» **Provided text**:
Darkness is associated with the Abyss, a corruption that seems to spread through the world and turn people into monsters and places into nightmares, but it's also the thing that defines Humanity. Of the four Lord Souls discovered at the beginning of the Age of Fire, the Dark Soul was the one that was found by the Furtive Pygmy, who was either the creator or the literal father of humanity.

As I understand it, the Humanity sprites that we use in DSI are all fragments of this Dark Soul, which the Pygmy gave to his people. Absent humanity, humans would revert to mindless Hollows, which means that the Dark Soul seems to be necessary for humans to have minds and thoughts.

So is an Age of Dark one that is fated to see the spread of the nightmarish Abyss? Or is it one in which humans will gain better self-awareness and power to forge their own destinies? Or both?

There's a kind of sneaky question that pops up in the first Dark Souls game. Gwyn and his fellow Lords rose to power in order to bring about an age of disparity and change. They rebelled against the Everlasting Dragons, who had been happy with the cold stasis of their Age. But Gwyn's efforts have been to prolong his own Age.

In the period of Dark Souls 1, this doesn't seem that unreasonable. Lordran is certainly in a state of ruin and decay, but the world itself doesn't seem totally unhealthy. Refreshing the world and bringing things back to a state of order (closer to what Anor Londo is like) seems like a pretty good idea.

But in Dark Souls III, it's less obvious that the world is worth saving. Pretty much every place in the world is in decay - not just the urban centers of civilization, but also the countryside. Perhaps some of this can be blamed on Prince Lothric's decision not to Link the Fire and the ensuing delay in this renewal, but there's also the possibility that the Fire is just not in a state to be renewed. It's like the difference between giving a 20-year-old a kidney transplant versus a 90-year-old. That young adult will make great use of it and probably be back to normal in a short amount of time, but even with a life-saving surgery, the old person is still not expected to bounce back to their physical prime (apologies to any 90-year-olds who are reading this.)

As Unkindled Ash, it's your job to get the reluctant Lords of Cinder or would-be Lords of Cinder (in the case of Lothric) to do the duties they abandoned, namely to once again Link the Fire. Linking the Fire is in a sense a renewal of the world at the cost of a grand sacrifice (I think we can assume that all the Lords were important people in their day - the Undead Legion of Farron was like a global superpower and Aldritch was almost like an anti-messiah,) preserving the Age but ending the epoch.

So in a sense, it's about sacrificing the familiar world to preserve the world in one form or another, and you could thus make the argument that refusing to Link the Fire is kind of an act of cowardice, preserving your epoch at the cost of the Age.

But maybe that's BS?

Stored items from a collection:
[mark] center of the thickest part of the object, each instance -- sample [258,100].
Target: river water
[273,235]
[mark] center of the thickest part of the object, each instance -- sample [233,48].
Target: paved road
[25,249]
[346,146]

» **Set of tasks**:
**1)** In the essay on Dark Souls lore, reproduce word for word the stretch from "Darkness is associated" through "father of humanity.".
**2)** Write the next part of the essay on Dark Souls lore, starting after its final sentence.

» **Answers in order**:
**1)**
Darkness is associated with the Abyss, a corruption that seems to spread through the world and turn people into monsters and places into nightmares, but it's also the thing that defines Humanity. Of the four Lord Souls discovered at the beginning of the Age of Fire, the Dark Soul was the one that was found by the Furtive Pygmy, who was either the creator or the literal father of humanity.

**2)**
After all, this cycle of renewal is actually a cycle of stasis. And we can, under some interpretations, consider this ritual of stasis to be the cause of very unhealthy stagnation. Linking the Fire seems on the surface to be good, partially because it entails something that we in both Western and Eastern societies consider virtuous - an act of self-sacrifice.

But this act also seems to be interrupting a natural order that could, in fact, lead to something preferable.

One thing I wonder about is whether the Refuse to Link ending at the end of Dark Souls 1 is equally canon with the Link the Fire ending. If we abandon the Kiln, does this truly begin an Age of Dark? Does the First Flame die? And if it does, does that mean that the Flames that have been linked by the other Lords of Cinder from Dark Souls III are not actually the same that Gwyn originally discovered? The fact that the Soul of Cinder appears to contain Gwyn as well as previous player characters (not to mention the persistence of some characters like Andre of Astora) make it hard to believe that there's been a totally transformative Age of Dark.

And maybe that simultaneously means that the rebellious act of refusing to Link the Fire as well as the noble sacrifice of doing so are both kind of meaningless. The world does, it seems, always have the ability to bounce back and return to the Age of Fire.

I'm inclined to think that the most interesting ending to Dark Souls III is the "Usurp the Fire" ending, which is the most complicated to achieve and also the most apparently transformative.

Here, we neither allow the flame to burn out nor do we simply preserve the status quo. But if the white appearance of the Sun/Darksign is important (I'd guess yes) then it implies that the fire has truly turned into something different.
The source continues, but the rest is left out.